• **YOUR INSTRUCTIONS**
Return each line of the material below that contains the word "khaki", copying the lines in full.

• **GIVEN RECORDS**

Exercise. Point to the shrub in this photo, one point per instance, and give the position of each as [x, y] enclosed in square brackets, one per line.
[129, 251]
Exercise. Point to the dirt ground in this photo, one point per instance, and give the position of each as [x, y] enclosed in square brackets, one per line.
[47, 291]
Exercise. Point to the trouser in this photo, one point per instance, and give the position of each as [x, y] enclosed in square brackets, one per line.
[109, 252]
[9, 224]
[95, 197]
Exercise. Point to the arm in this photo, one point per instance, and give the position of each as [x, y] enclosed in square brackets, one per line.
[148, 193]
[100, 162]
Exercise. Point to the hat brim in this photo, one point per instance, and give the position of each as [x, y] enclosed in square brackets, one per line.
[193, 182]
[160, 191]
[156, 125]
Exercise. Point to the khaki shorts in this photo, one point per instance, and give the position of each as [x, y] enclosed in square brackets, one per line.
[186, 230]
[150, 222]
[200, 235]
==
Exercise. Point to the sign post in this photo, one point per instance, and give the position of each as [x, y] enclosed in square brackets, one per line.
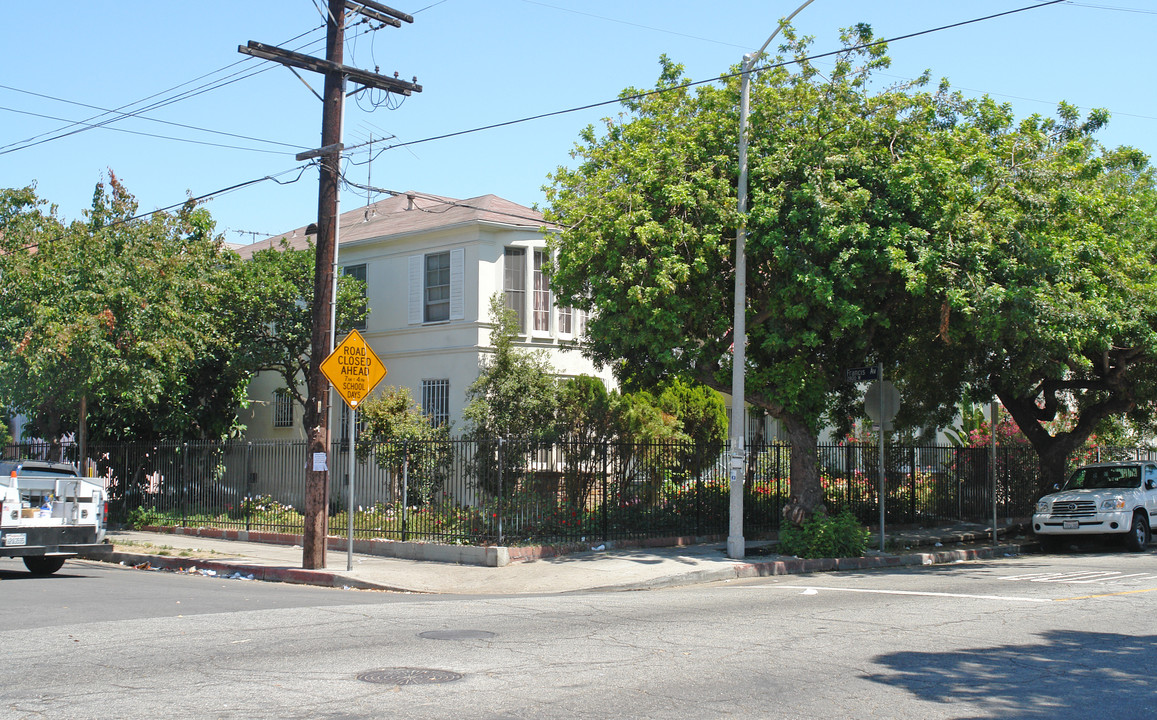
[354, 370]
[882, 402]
...
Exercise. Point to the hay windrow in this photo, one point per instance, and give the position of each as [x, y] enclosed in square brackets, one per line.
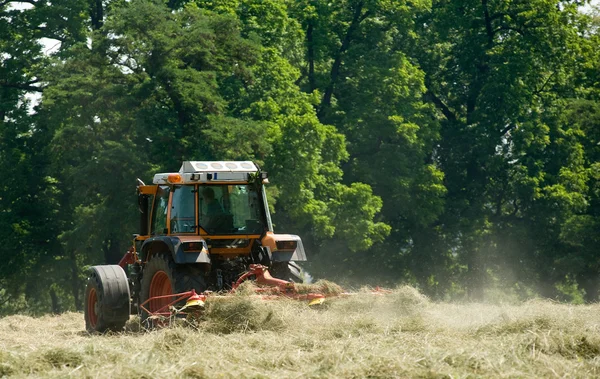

• **WRITTEN RESPONSE**
Exercise. Point to the khaki shorts in this photo, one point per instance, and give the position of each as [x, y] enclosed in square brackets, one per line.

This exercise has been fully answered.